------ Source records ------

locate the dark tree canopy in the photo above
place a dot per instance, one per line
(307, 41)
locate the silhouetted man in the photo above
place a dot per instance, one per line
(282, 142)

------

**What to produce**
Rewrite the data above with every "dot" changed to "marker", leaving everything else as it is.

**Correct answer**
locate the dark tree canopy in the photo above
place a marker per instance, one per line
(307, 41)
locate the silhouetted man in the photo above
place a marker per instance, one per line
(282, 142)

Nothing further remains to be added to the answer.